Each record should be set down again so that it matches the original exactly.
*** Opening of EXERCISE INPUTS ***
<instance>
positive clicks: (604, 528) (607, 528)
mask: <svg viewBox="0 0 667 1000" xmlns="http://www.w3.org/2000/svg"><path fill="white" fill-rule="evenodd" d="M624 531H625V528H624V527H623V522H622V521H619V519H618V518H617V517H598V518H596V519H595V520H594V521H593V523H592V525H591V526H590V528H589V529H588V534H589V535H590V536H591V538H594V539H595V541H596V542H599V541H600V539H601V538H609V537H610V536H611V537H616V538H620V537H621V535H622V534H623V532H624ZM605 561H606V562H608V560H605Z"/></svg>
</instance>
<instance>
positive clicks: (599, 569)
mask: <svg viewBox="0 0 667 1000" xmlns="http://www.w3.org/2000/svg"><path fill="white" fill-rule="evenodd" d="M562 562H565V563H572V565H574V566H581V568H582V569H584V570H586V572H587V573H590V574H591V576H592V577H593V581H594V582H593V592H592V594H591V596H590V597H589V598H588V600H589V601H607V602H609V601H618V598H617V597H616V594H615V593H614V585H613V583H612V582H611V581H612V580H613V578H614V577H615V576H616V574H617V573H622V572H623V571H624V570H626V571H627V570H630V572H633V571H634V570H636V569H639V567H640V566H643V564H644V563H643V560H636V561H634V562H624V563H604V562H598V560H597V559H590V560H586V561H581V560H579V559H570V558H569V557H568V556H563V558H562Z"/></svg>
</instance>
*** Close of EXERCISE INPUTS ***
#### [ANSWER BELOW]
<instance>
positive clicks: (604, 528) (607, 528)
mask: <svg viewBox="0 0 667 1000" xmlns="http://www.w3.org/2000/svg"><path fill="white" fill-rule="evenodd" d="M624 531H625V528H624V527H623V522H622V521H619V519H618V518H617V517H598V518H596V519H595V520H594V521H593V523H592V525H591V526H590V528H589V529H588V534H589V535H590V536H591V538H594V539H595V541H596V542H599V541H600V539H601V538H609V537H610V536H611V537H616V538H620V537H621V535H622V534H623V532H624ZM605 561H606V562H608V560H605Z"/></svg>
</instance>
<instance>
positive clicks: (599, 569)
mask: <svg viewBox="0 0 667 1000" xmlns="http://www.w3.org/2000/svg"><path fill="white" fill-rule="evenodd" d="M562 562H565V563H572V565H574V566H581V568H582V569H584V570H586V572H587V573H590V574H591V576H592V577H593V581H594V582H593V592H592V594H591V596H590V597H589V598H588V600H589V601H607V602H609V601H618V598H617V597H616V594H615V593H614V585H613V583H612V582H611V581H612V580H613V578H614V577H615V576H616V574H617V573H622V572H623V571H624V570H626V571H627V570H630V572H633V571H634V570H636V569H639V567H640V566H643V564H644V563H643V560H636V561H634V562H624V563H604V562H598V560H597V559H590V560H586V561H581V560H579V559H570V558H569V557H568V556H563V558H562Z"/></svg>
</instance>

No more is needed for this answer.